DIRECTIVE A: Gather every line of the rows below that contains the word "Each".

-- START OF SELECTION --

Path Finding

**Version:** 2.0

**Author:** modern algebra

**Date:** April 16, 2008

**Version History**

- Version 2.0 - Released April 16, 2008. It now creates significantly less lag, and there is also an option to set a maximum amount of iterations to reduce lag at the cost of occasional failure to find a path. You are also able to force a path through call script as well as through a move event, for use in other scripts
- Version 1.0 - Released April 11, 2008

Planned Future Versions

- Version 3.0 - Will look into developing an algorithm that works faster and more efficiently. Allow for recalculation en route if original path is interfered with. Will not force a route in move path and allow for recalculating path instead.

**Description**

This script finds the shortest path from an event's current position to a target position specified by the user. It then sets that path into action. Be careful when using it though. Depending on the layout of the map, it can take a fair amount of time to calculate. So, don't use it for any huge, funky mazes or anything.

Features

- No more looking at the map and setting a move route command by command. It only takes one command now to go from any square on the map to any other
- Very easy to set a new path
- Always finds the shortest path
- Very little lag for most paths
- Can set a maximum amount of iterations to reduce lag further at the cost of occasional failure
- Will work if you allow diagonal movement as well

Screenshots

N/A for this type of script, really.

Instructions

To use this, merely use the script command inside a Set Move Route event and use this code:

find_path (target x, target y, diagonal, max_iterations)

Where target x and target y are the coordinates of the target. diagonal is an optional boolean value (true or false) denoting whether or not you want the event to be able to move diagonally or not. The value for diagonal defaults to false if it is not set by the user. max_iterations is also optional, and you can set this if you want the algorithm to quit if it is taking too long. The number you set here refers to how many nodes you let it search through before cancelling the process. If this is set to 0 or less, it will take as many iterations as necessary to find the shortest path

A sample Event:

@>Set Move Route: This Event

: : $> Script: find_path (12, 33)

-- END OF SELECTION --
-- START OF PROVIDED DATA --

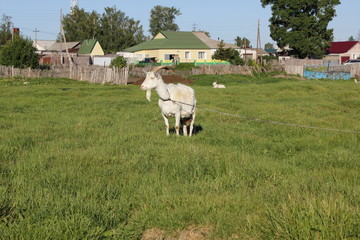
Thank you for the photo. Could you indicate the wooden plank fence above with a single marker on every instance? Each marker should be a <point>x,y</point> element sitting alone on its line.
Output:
<point>82,73</point>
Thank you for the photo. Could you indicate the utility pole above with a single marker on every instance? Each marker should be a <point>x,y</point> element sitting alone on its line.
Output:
<point>36,31</point>
<point>63,35</point>
<point>258,41</point>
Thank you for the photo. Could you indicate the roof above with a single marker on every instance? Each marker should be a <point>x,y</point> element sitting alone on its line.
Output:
<point>178,40</point>
<point>43,44</point>
<point>341,47</point>
<point>210,42</point>
<point>87,46</point>
<point>62,46</point>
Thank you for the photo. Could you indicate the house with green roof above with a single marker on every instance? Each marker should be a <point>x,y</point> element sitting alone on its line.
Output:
<point>90,47</point>
<point>184,46</point>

-- END OF PROVIDED DATA --

DIRECTIVE B: Transcribe the whole path finding script page above, word for word.

WORKED SOLUTION A:
Thank you for the photo. Could you indicate the wooden plank fence above with a single marker on every instance? Each marker should be a <point>x,y</point> element sitting alone on its line.
Thank you for the photo. Could you indicate the utility pole above with a single marker on every instance? Each marker should be a <point>x,y</point> element sitting alone on its line.
Thank you for the photo. Could you indicate the roof above with a single marker on every instance? Each marker should be a <point>x,y</point> element sitting alone on its line.
Thank you for the photo. Could you indicate the house with green roof above with a single marker on every instance? Each marker should be a <point>x,y</point> element sitting alone on its line.

WORKED SOLUTION B:
Path Finding

**Version:** 2.0

**Author:** modern algebra

**Date:** April 16, 2008

**Version History**

- Version 2.0 - Released April 16, 2008. It now creates significantly less lag, and there is also an option to set a maximum amount of iterations to reduce lag at the cost of occasional failure to find a path. You are also able to force a path through call script as well as through a move event, for use in other scripts
- Version 1.0 - Released April 11, 2008

Planned Future Versions

- Version 3.0 - Will look into developing an algorithm that works faster and more efficiently. Allow for recalculation en route if original path is interfered with. Will not force a route in move path and allow for recalculating path instead.

**Description**

This script finds the shortest path from an event's current position to a target position specified by the user. It then sets that path into action. Be careful when using it though. Depending on the layout of the map, it can take a fair amount of time to calculate. So, don't use it for any huge, funky mazes or anything.

Features

- No more looking at the map and setting a move route command by command. It only takes one command now to go from any square on the map to any other
- Very easy to set a new path
- Always finds the shortest path
- Very little lag for most paths
- Can set a maximum amount of iterations to reduce lag further at the cost of occasional failure
- Will work if you allow diagonal movement as well

Screenshots

N/A for this type of script, really.

Instructions

To use this, merely use the script command inside a Set Move Route event and use this code:

find_path (target x, target y, diagonal, max_iterations)

Where target x and target y are the coordinates of the target. diagonal is an optional boolean value (true or false) denoting whether or not you want the event to be able to move diagonally or not. The value for diagonal defaults to false if it is not set by the user. max_iterations is also optional, and you can set this if you want the algorithm to quit if it is taking too long. The number you set here refers to how many nodes you let it search through before cancelling the process. If this is set to 0 or less, it will take as many iterations as necessary to find the shortest path

A sample Event:

@>Set Move Route: This Event

: : $> Script: find_path (12, 33)